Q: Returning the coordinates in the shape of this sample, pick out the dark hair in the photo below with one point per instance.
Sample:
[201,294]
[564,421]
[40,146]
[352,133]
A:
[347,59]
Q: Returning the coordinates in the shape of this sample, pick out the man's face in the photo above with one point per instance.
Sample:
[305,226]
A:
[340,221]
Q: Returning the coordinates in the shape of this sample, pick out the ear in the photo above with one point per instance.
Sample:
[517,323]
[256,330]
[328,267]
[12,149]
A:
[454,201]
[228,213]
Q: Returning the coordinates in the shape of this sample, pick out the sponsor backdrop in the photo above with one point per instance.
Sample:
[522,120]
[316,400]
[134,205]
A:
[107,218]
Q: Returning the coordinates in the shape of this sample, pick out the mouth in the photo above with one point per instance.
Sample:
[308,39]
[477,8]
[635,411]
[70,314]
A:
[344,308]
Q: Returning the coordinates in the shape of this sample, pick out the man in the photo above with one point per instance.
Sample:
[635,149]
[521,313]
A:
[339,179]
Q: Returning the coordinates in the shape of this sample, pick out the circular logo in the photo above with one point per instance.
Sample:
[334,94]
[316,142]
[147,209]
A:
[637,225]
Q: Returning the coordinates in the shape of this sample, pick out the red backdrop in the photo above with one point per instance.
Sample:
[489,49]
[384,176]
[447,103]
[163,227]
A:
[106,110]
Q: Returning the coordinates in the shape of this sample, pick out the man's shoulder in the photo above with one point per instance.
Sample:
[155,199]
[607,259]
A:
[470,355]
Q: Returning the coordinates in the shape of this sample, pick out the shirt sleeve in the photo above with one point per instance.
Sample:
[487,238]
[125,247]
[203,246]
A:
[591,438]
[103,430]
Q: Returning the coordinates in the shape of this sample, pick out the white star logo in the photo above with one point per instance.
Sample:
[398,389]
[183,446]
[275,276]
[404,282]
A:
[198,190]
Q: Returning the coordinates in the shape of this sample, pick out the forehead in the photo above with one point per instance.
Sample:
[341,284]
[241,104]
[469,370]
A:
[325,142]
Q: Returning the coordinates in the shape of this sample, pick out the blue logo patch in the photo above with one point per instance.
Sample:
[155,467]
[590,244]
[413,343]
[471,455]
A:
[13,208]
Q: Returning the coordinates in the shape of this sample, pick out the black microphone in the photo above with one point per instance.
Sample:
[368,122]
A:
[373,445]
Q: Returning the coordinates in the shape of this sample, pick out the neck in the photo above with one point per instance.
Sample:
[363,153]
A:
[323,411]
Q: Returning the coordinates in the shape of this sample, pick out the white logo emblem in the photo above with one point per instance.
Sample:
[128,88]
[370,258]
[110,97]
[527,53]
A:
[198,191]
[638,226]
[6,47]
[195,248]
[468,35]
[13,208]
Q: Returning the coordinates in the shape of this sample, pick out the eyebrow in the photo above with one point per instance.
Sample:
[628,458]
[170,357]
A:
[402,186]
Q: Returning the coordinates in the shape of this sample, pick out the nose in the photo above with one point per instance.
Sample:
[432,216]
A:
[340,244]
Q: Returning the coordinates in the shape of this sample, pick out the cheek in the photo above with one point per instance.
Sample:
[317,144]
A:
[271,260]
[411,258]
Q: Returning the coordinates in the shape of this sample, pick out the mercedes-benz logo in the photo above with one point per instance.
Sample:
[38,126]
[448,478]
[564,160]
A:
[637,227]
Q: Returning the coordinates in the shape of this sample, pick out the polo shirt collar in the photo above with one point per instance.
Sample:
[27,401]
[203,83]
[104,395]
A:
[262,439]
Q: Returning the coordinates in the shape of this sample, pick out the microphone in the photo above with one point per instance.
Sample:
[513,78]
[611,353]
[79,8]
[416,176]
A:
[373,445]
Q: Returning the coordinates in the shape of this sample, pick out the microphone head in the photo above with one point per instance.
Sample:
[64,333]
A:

[Work item] A copy of each line above that holds the word "backdrop" is the expected answer.

[Answer below]
Q: Returning the coordinates in the shape of this sample, pick out the sponsor backdrop in the photo above with one point per instance.
Q: Returning the coordinates in the shape of this sample, pick out the red backdrop in the photo above with one point per instance.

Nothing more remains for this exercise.